### Prompt
Output every line of the items below unchanged, leaving out the pictures.

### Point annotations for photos
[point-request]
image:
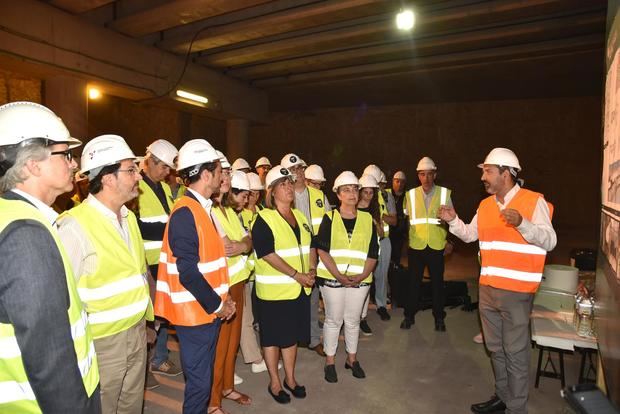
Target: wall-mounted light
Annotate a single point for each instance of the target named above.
(94, 93)
(405, 19)
(194, 98)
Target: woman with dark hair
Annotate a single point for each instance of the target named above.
(284, 278)
(237, 246)
(348, 249)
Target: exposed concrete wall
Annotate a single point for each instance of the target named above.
(557, 141)
(18, 87)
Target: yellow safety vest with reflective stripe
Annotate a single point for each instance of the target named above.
(425, 229)
(271, 284)
(317, 207)
(349, 255)
(116, 296)
(16, 394)
(383, 210)
(151, 211)
(238, 269)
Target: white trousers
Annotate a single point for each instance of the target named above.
(342, 305)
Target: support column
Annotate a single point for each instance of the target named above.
(237, 139)
(68, 98)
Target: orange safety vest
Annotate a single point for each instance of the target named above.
(172, 301)
(508, 261)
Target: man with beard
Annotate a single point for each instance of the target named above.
(514, 229)
(106, 250)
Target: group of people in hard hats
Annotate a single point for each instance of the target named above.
(186, 241)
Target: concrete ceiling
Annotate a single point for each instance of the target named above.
(309, 53)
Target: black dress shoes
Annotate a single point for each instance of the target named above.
(406, 323)
(440, 326)
(281, 398)
(356, 369)
(330, 373)
(298, 392)
(493, 406)
(383, 314)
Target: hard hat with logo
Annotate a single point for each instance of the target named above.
(373, 170)
(196, 152)
(345, 178)
(164, 151)
(239, 180)
(426, 164)
(276, 173)
(314, 172)
(102, 151)
(502, 157)
(223, 159)
(290, 160)
(262, 161)
(255, 183)
(240, 163)
(368, 181)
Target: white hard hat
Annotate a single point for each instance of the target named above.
(382, 178)
(240, 163)
(426, 164)
(255, 183)
(400, 175)
(373, 170)
(291, 160)
(276, 173)
(223, 159)
(240, 181)
(368, 181)
(314, 172)
(262, 161)
(164, 151)
(21, 121)
(102, 151)
(196, 152)
(345, 178)
(502, 157)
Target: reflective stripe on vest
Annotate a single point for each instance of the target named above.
(425, 229)
(172, 301)
(349, 255)
(383, 211)
(316, 198)
(116, 295)
(271, 284)
(16, 394)
(508, 261)
(238, 271)
(151, 211)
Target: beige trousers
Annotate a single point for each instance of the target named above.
(122, 369)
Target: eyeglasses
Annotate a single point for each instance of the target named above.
(131, 171)
(66, 153)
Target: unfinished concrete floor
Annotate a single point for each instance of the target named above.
(415, 371)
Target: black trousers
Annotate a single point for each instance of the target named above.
(418, 261)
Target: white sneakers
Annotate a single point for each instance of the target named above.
(261, 366)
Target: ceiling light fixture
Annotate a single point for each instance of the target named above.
(192, 97)
(405, 19)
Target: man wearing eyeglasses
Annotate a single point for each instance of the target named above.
(47, 358)
(106, 250)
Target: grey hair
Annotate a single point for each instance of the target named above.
(17, 173)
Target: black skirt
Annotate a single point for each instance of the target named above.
(284, 323)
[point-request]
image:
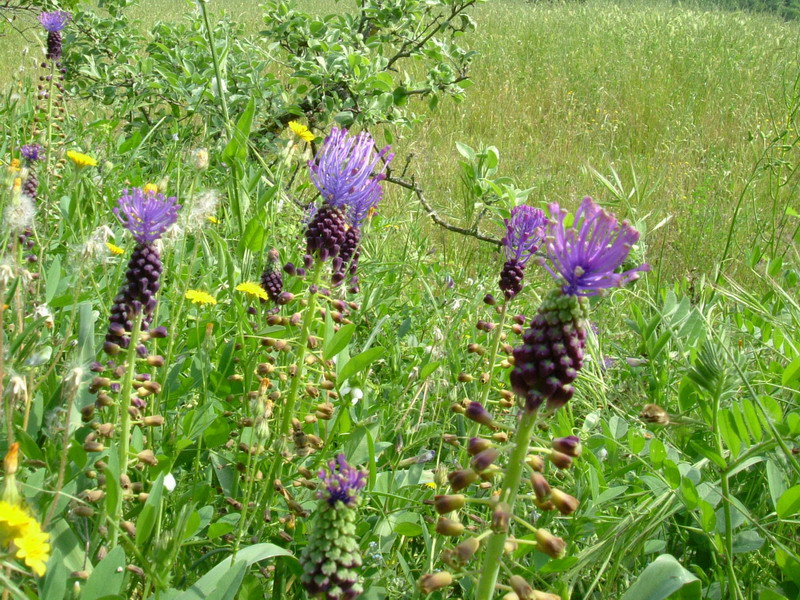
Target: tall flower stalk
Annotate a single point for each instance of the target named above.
(147, 216)
(584, 260)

### Expected answer
[point-request]
image:
Target: wall-mounted light
Annotate a single point for each instance of the target named above.
(94, 93)
(405, 19)
(194, 98)
Target: woman with dark hair
Annotate a single point for each instance of the target named above.
(284, 278)
(237, 246)
(348, 249)
Target: exposed concrete wall
Annotate a single point for each instance of the target named above.
(557, 141)
(18, 87)
Target: yellow safety vest with reflective stripe
Annotate a single point for each instance of the target named above.
(425, 229)
(271, 284)
(317, 207)
(349, 255)
(116, 296)
(16, 394)
(383, 210)
(151, 211)
(238, 269)
Target: white trousers
Annotate a single point for each instance of the target named above.
(342, 305)
Target: support column
Annotate a single point for each instance of the target named above.
(237, 139)
(68, 98)
Target: orange safety vest
Annotate a single point for each instance of the target named above.
(172, 301)
(508, 261)
Target: man with beard
Annotate a single point for each instance of the target named above.
(514, 229)
(106, 250)
Target: group of people in hard hats
Annotate a single point for each instance of the target named above.
(186, 241)
Target: concrete ceiling
Annotate a single point for each instance of the target named above.
(309, 53)
Target: black dress shoes
Annotate a single point for each instance of the target named above.
(406, 323)
(440, 326)
(281, 398)
(356, 369)
(330, 373)
(298, 392)
(493, 406)
(383, 314)
Target: hard hat with logo
Annotate a single point for each instance of the target named above.
(373, 170)
(196, 152)
(345, 178)
(164, 151)
(239, 180)
(426, 164)
(276, 173)
(314, 172)
(102, 151)
(502, 157)
(223, 159)
(290, 160)
(262, 161)
(255, 183)
(240, 163)
(368, 181)
Target: white hard hat
Annotate a single point for each instance of the target named above.
(382, 178)
(240, 163)
(426, 164)
(255, 183)
(400, 175)
(373, 170)
(291, 160)
(276, 173)
(223, 159)
(240, 181)
(368, 181)
(314, 172)
(262, 161)
(164, 151)
(21, 121)
(102, 151)
(196, 152)
(345, 178)
(502, 157)
Target: reflective stripe on vest
Annotate a single point for each instance of the target named above.
(425, 229)
(172, 301)
(349, 255)
(383, 211)
(316, 198)
(116, 295)
(271, 284)
(16, 394)
(508, 261)
(238, 271)
(151, 211)
Target: beige trousers
Annotate a single point for each instance of the target named above.
(122, 369)
Target: eyeglasses
Annotate a single point for each instance of the target named above.
(131, 171)
(66, 153)
Target: unfinished concrete floor
Annotate a single point for each instance of the target named above.
(415, 371)
Target: black trousers
Annotate a single point for each instance of the target named above.
(418, 261)
Target: white sneakers
Annotate a single point for each instance of the target named above.
(261, 366)
Target: ceiling light fixture
Annotate a single point for each instance of the target named above.
(192, 97)
(405, 19)
Target: man wearing eyeglasses
Annotate a single point for each instance of the target named above.
(47, 358)
(106, 250)
Target: grey hair
Annotate a single point for each instance of the target named above.
(17, 173)
Target: black skirt
Annotate a single point for each instance of the target named above.
(284, 323)
[point-request]
image:
Target: tall flower stalk
Annotate a single point for each instance of the target named above.
(147, 216)
(584, 260)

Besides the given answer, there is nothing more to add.